### [Given task]
Rewrite the records below with every "Target" replaced by "Label". Leave all other text unchanged.

### [Data excerpts]

"""

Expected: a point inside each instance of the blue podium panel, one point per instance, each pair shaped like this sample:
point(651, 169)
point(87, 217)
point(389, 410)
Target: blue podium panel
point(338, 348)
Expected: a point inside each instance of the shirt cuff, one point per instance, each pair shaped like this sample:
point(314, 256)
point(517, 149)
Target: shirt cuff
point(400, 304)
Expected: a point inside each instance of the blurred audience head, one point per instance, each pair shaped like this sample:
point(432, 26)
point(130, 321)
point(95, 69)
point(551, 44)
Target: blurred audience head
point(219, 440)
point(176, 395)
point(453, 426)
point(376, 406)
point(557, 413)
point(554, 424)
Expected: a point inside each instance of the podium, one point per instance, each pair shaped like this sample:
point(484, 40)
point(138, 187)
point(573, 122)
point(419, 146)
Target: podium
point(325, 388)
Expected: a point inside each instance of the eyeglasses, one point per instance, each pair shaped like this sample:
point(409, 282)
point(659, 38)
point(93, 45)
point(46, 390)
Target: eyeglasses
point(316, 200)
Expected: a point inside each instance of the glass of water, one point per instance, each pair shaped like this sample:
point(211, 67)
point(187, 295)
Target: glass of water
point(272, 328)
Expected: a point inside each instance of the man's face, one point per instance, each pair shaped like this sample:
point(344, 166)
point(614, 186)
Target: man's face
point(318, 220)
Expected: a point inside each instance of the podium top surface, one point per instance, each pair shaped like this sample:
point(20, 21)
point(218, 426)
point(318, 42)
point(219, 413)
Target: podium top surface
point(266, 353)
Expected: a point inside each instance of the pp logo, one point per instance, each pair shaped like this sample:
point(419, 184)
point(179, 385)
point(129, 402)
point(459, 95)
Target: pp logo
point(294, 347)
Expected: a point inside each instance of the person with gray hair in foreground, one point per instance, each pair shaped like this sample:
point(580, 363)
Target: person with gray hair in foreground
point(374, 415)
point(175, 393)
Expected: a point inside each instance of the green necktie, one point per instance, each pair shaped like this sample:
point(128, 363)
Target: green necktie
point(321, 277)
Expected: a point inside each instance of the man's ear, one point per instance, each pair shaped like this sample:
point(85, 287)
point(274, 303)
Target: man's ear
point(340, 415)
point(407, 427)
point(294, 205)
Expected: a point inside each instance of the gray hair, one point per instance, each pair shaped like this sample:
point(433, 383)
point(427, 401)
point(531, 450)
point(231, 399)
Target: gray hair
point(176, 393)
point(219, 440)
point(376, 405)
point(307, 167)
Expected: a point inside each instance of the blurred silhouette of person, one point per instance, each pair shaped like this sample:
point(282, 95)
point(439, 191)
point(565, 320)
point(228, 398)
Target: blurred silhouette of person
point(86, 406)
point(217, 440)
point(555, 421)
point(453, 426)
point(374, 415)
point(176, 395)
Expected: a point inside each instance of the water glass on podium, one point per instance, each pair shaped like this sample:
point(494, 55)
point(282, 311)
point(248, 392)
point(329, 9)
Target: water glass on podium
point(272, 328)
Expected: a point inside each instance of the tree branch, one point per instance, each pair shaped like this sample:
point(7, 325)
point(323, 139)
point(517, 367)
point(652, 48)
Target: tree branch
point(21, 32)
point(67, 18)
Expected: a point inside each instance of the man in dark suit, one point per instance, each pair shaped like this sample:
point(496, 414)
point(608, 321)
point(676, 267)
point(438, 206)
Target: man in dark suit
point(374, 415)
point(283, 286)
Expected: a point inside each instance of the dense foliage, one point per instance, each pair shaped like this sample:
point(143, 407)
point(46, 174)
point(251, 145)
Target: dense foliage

"""

### [Output below]
Expected: a point inside each instance of the blue podium panel, one point per instance, each pair shaped like this sample:
point(651, 169)
point(87, 217)
point(389, 410)
Label: blue podium panel
point(338, 348)
Expected: a point inside each instance of the shirt cuff, one point per instance, each pair shaped like this sample:
point(314, 256)
point(517, 149)
Label: shirt cuff
point(400, 304)
Expected: a point inside each instance of the blurred audience head, one point per instance, each pair shaped like this sample:
point(432, 26)
point(130, 321)
point(95, 69)
point(551, 44)
Label: blurred audience head
point(219, 440)
point(176, 395)
point(453, 426)
point(376, 406)
point(557, 413)
point(554, 424)
Expected: a point inside each instance of the podium, one point per instance, each pair shaped like this sample:
point(484, 40)
point(138, 187)
point(573, 122)
point(419, 146)
Label: podium
point(325, 388)
Expected: a point inside each instance of the eyeglasses, one point per instance, each pair shaped like this sample:
point(409, 282)
point(659, 38)
point(93, 45)
point(46, 390)
Label: eyeglasses
point(316, 200)
Expected: a point inside each instance of the glass of water, one point per instance, each pair shaped like this sample:
point(211, 67)
point(187, 295)
Label: glass of water
point(272, 328)
Expected: a point inside each instance of the man's face, one point per instance, each pair shaped like this sample:
point(344, 166)
point(614, 186)
Label: man's face
point(318, 220)
Expected: a point inside each instance of the podium top surface, one point per instance, each pair shaped like this sample:
point(20, 21)
point(218, 426)
point(318, 42)
point(219, 413)
Label: podium top surface
point(266, 353)
Expected: a point inside each instance of the pp logo, one point per instance, each pair shaped like this sample:
point(419, 184)
point(179, 385)
point(129, 402)
point(459, 95)
Label: pp logo
point(294, 347)
Expected: a point inside each instance of the person with gray hair in foreground, one point per instance, each pair shaped like this sample:
point(580, 363)
Label: person with gray hair in foreground
point(374, 415)
point(175, 393)
Expected: a point inside each instance of the green necktie, one point per instance, each pair shaped like this sample:
point(128, 363)
Label: green necktie
point(321, 277)
Expected: a point inside each instance of the man's ear, one point per instance, each pair shaped like this sample:
point(85, 287)
point(274, 303)
Label: man's ear
point(340, 415)
point(407, 427)
point(294, 205)
Expected: a point inside each instance of the gray hair, one point per instance, each pair shaped like this sample:
point(433, 383)
point(427, 401)
point(531, 450)
point(231, 399)
Label: gray hair
point(176, 393)
point(219, 440)
point(376, 405)
point(307, 167)
Expected: a point inside each instance of the blurred silhouette of person, one point per instance, each pair shaped like this sample:
point(282, 95)
point(439, 191)
point(565, 320)
point(228, 398)
Label: blurred silhouette of person
point(86, 406)
point(217, 440)
point(555, 421)
point(453, 426)
point(374, 415)
point(176, 395)
Expected: a point inside each instance of the water glass on podium, one point per instance, each pair shaped like this sample:
point(494, 55)
point(282, 311)
point(248, 392)
point(329, 9)
Label: water glass on podium
point(272, 328)
Expected: a point inside each instance of the tree branch, one point per instance, each pair shaped like this sample:
point(7, 325)
point(323, 139)
point(517, 367)
point(652, 48)
Label: tree branch
point(21, 32)
point(67, 18)
Expected: a point inside each instance of the man in dark suit, one point per instance, each pair shaped like this sample:
point(496, 414)
point(608, 321)
point(676, 267)
point(438, 206)
Label: man in dark suit
point(374, 415)
point(283, 286)
Expected: a point inside each instance of the dense foliage, one point per instance, each pair shaped like this sample:
point(143, 407)
point(46, 174)
point(251, 145)
Label: dense foliage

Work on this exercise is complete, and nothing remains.